In 1650, Rev. John Woodbridge had The Tenth Muse Lately Sprung Up in America composed by "A Gentlewoman from Those Parts" published in London, making Anne the first female poet ever published in both England and the New World. On July 10, 1666, their North Andover family home burned (see "Works" below) in a fire that left the Bradstreets homeless and with few personal belongings. Recent archaeological excavation may have located the site of this homestead, which had been the subject of uncertainty over the centuries. By then, Anne's health was slowly failing. She suffered from tuberculosis and had to deal with the loss of cherished relatives. But her will remained strong and as a reflection of her religious devotion and knowledge of the Bible, she found peace in the firm belief that her daughter-in-law Mercy and her grandchildren were in heaven.

Anne Bradstreet died on September 16, 1672, in North Andover, Massachusetts, at the age of 60. The precise location of her grave is uncertain but many historians believe her body is in the Old Burying Ground at Academy Road and Osgood Street in North Andover. In 1676, four years after the death of Anne, Simon Bradstreet married for a second time to a woman also named Anne (Gardiner). In 1697, Simon died and was buried in Salem. This area of the Merrimack Valley is today described as "The Valley of the Poets."

> _DATA SEGMENT_:

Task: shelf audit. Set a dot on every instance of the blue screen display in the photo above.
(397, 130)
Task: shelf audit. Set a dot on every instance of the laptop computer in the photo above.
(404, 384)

> _PROBLEM SET_:
- A) Decide whether each statement agrees with the passage on Anne Bradstreet. Answer yes or no, and quote the words of the passage that decide it. (i) The Bradstreet family home in North Andover burned in 1666. (ii) Anne Bradstreet was 60 years old when she died. (iii) Simon Bradstreet was buried in North Andover.
- B) According to the passage on Anne Bradstreet, who had The Tenth Muse Lately Sprung Up in America published in London?
- C) Copy the passage on Anne Bradstreet word for word, from "In 1650, Rev." up to and including "were in heaven.".

> _TASK-BY-TASK ANSWERS_:
- A)
(i) Yes: "On July 10, 1666, their North Andover family home burned"
(ii) Yes: "Anne Bradstreet died on September 16, 1672, in North Andover, Massachusetts, at the age of 60."
(iii) No: "In 1697, Simon died and was buried in Salem."

- B) Rev. John Woodbridge.

- C)
In 1650, Rev. John Woodbridge had The Tenth Muse Lately Sprung Up in America composed by "A Gentlewoman from Those Parts" published in London, making Anne the first female poet ever published in both England and the New World. On July 10, 1666, their North Andover family home burned (see "Works" below) in a fire that left the Bradstreets homeless and with few personal belongings. Recent archaeological excavation may have located the site of this homestead, which had been the subject of uncertainty over the centuries. By then, Anne's health was slowly failing. She suffered from tuberculosis and had to deal with the loss of cherished relatives. But her will remained strong and as a reflection of her religious devotion and knowledge of the Bible, she found peace in the firm belief that her daughter-in-law Mercy and her grandchildren were in heaven.